BEGIN Dataset excerpts
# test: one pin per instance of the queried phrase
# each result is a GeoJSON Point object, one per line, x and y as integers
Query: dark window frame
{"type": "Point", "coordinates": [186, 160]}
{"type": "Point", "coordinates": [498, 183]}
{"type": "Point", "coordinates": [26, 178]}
END Dataset excerpts
■ What needs to be done ■
Write the records out once more, exactly as shown.

■ Task solution ■
# test: one pin per instance of the queried phrase
# each result is a GeoJSON Point object, one per line, x and y as integers
Query: dark window frame
{"type": "Point", "coordinates": [186, 160]}
{"type": "Point", "coordinates": [498, 183]}
{"type": "Point", "coordinates": [26, 178]}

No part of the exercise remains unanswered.